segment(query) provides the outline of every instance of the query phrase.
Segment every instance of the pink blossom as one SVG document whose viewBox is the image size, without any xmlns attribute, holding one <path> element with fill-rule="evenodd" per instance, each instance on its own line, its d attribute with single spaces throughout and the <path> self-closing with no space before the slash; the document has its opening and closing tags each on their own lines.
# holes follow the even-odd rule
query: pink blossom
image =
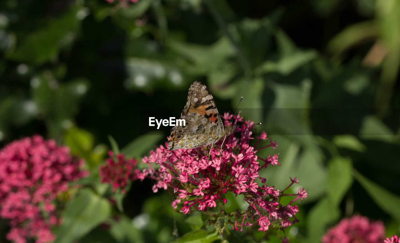
<svg viewBox="0 0 400 243">
<path fill-rule="evenodd" d="M 380 221 L 370 221 L 368 218 L 356 215 L 342 219 L 322 238 L 323 243 L 382 243 L 385 227 Z"/>
<path fill-rule="evenodd" d="M 113 191 L 120 188 L 122 193 L 125 193 L 125 188 L 131 179 L 133 168 L 138 161 L 129 159 L 126 159 L 122 154 L 115 156 L 112 151 L 108 151 L 110 157 L 106 160 L 106 164 L 100 167 L 100 177 L 103 183 L 109 183 L 112 185 Z M 155 161 L 156 156 L 150 155 L 150 162 Z M 137 175 L 136 175 L 137 176 Z"/>
<path fill-rule="evenodd" d="M 39 135 L 15 140 L 0 150 L 0 217 L 10 220 L 7 238 L 52 242 L 51 229 L 61 221 L 56 199 L 68 183 L 86 176 L 84 161 L 66 147 Z"/>
<path fill-rule="evenodd" d="M 238 211 L 232 213 L 237 214 L 233 229 L 237 228 L 238 220 L 242 230 L 244 226 L 251 225 L 261 219 L 258 221 L 260 222 L 259 225 L 262 224 L 260 225 L 260 231 L 266 231 L 271 227 L 284 229 L 298 221 L 295 215 L 298 209 L 293 203 L 306 197 L 306 192 L 302 189 L 298 193 L 284 194 L 295 183 L 293 180 L 288 187 L 281 191 L 265 185 L 266 180 L 260 177 L 260 170 L 268 164 L 280 165 L 278 155 L 263 159 L 256 153 L 268 147 L 276 149 L 276 142 L 271 141 L 270 144 L 259 147 L 259 143 L 267 139 L 266 133 L 263 131 L 255 144 L 251 145 L 250 142 L 254 139 L 251 131 L 254 122 L 248 120 L 243 122 L 240 114 L 234 116 L 225 113 L 222 117 L 226 125 L 231 125 L 228 119 L 233 119 L 233 125 L 236 126 L 235 132 L 226 138 L 223 145 L 224 139 L 221 139 L 213 147 L 203 146 L 171 151 L 166 143 L 165 147 L 160 146 L 155 152 L 150 152 L 148 158 L 145 157 L 142 159 L 150 169 L 136 171 L 134 177 L 143 179 L 146 177 L 156 180 L 154 191 L 159 188 L 170 187 L 174 193 L 178 193 L 178 198 L 182 199 L 183 206 L 181 211 L 185 214 L 190 213 L 191 208 L 205 211 L 212 208 L 215 210 L 218 208 L 217 203 L 227 203 L 225 194 L 228 193 L 244 195 L 244 200 L 249 206 L 245 212 Z M 247 125 L 240 125 L 241 123 Z M 160 169 L 153 169 L 153 161 L 160 165 Z M 170 175 L 171 181 L 166 181 Z M 282 205 L 279 201 L 282 197 L 286 196 L 294 196 L 294 199 L 288 204 Z M 174 201 L 174 208 L 178 203 Z"/>
<path fill-rule="evenodd" d="M 386 238 L 384 241 L 384 243 L 400 243 L 400 238 L 397 237 L 397 235 L 394 235 L 390 238 Z"/>
<path fill-rule="evenodd" d="M 179 192 L 180 193 L 179 193 L 179 197 L 182 199 L 186 197 L 186 190 L 180 190 Z"/>
</svg>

Goal of the exercise: Copy out every line of the records above word for word, leaving out the pictures.

Problem solution:
segment(query) provides the outline of every instance of the query phrase.
Segment every instance of the pink blossom as one SVG document whose viewBox is the image size, without any xmlns attribute, holding one <path> element with fill-rule="evenodd" per instance, each instance on its own line, its d attribute with single spaces throughout and the <path> self-closing with no space before the slash; the document has its opening and closing tags each on their own lines.
# holes follow the even-odd rule
query: pink blossom
image =
<svg viewBox="0 0 400 243">
<path fill-rule="evenodd" d="M 380 221 L 370 221 L 368 218 L 356 215 L 342 219 L 322 238 L 323 243 L 382 243 L 385 227 Z"/>
<path fill-rule="evenodd" d="M 113 191 L 120 188 L 122 193 L 125 193 L 125 188 L 131 179 L 133 168 L 138 161 L 129 159 L 126 159 L 122 154 L 115 156 L 112 151 L 108 151 L 110 157 L 106 160 L 106 164 L 100 167 L 100 177 L 103 183 L 109 183 L 112 185 Z M 155 161 L 156 156 L 150 155 L 150 162 Z M 137 175 L 136 175 L 137 176 Z"/>
<path fill-rule="evenodd" d="M 39 135 L 15 140 L 0 150 L 0 217 L 10 220 L 7 238 L 52 242 L 51 229 L 61 221 L 56 199 L 68 183 L 86 176 L 84 161 L 66 147 Z"/>
<path fill-rule="evenodd" d="M 238 211 L 232 213 L 237 214 L 233 229 L 237 228 L 238 220 L 242 230 L 244 226 L 251 225 L 261 219 L 258 221 L 260 222 L 259 225 L 262 224 L 260 225 L 260 231 L 266 231 L 271 227 L 284 229 L 298 221 L 295 215 L 298 209 L 293 203 L 306 197 L 306 192 L 302 189 L 298 193 L 284 194 L 295 183 L 293 180 L 288 187 L 281 191 L 265 185 L 266 180 L 260 177 L 260 170 L 268 164 L 280 165 L 278 155 L 263 159 L 256 153 L 268 147 L 276 149 L 276 142 L 271 141 L 270 144 L 259 147 L 259 143 L 267 139 L 266 133 L 263 131 L 255 144 L 251 145 L 250 142 L 254 139 L 251 131 L 254 122 L 248 120 L 243 122 L 240 114 L 234 116 L 225 113 L 222 117 L 226 125 L 231 125 L 228 119 L 233 119 L 233 125 L 236 126 L 235 132 L 226 138 L 223 145 L 224 139 L 221 139 L 213 147 L 203 146 L 171 151 L 166 143 L 165 147 L 160 146 L 155 152 L 150 152 L 148 158 L 145 157 L 142 159 L 150 169 L 136 171 L 134 177 L 143 179 L 146 177 L 156 180 L 154 191 L 159 188 L 170 187 L 174 193 L 178 193 L 178 198 L 182 199 L 183 206 L 181 211 L 185 214 L 190 213 L 191 208 L 205 211 L 212 208 L 215 210 L 218 208 L 217 203 L 227 203 L 225 194 L 228 193 L 244 195 L 244 200 L 249 206 L 245 212 Z M 247 125 L 240 125 L 241 123 Z M 160 169 L 153 169 L 153 161 L 160 165 Z M 170 175 L 171 181 L 166 181 Z M 282 205 L 279 201 L 282 197 L 286 196 L 294 196 L 294 199 L 288 204 Z M 174 201 L 174 208 L 178 203 Z"/>
<path fill-rule="evenodd" d="M 386 238 L 384 241 L 384 243 L 400 243 L 400 238 L 397 237 L 397 235 L 394 235 L 390 238 Z"/>
<path fill-rule="evenodd" d="M 179 192 L 180 193 L 179 193 L 179 197 L 182 199 L 186 197 L 186 190 L 180 190 Z"/>
</svg>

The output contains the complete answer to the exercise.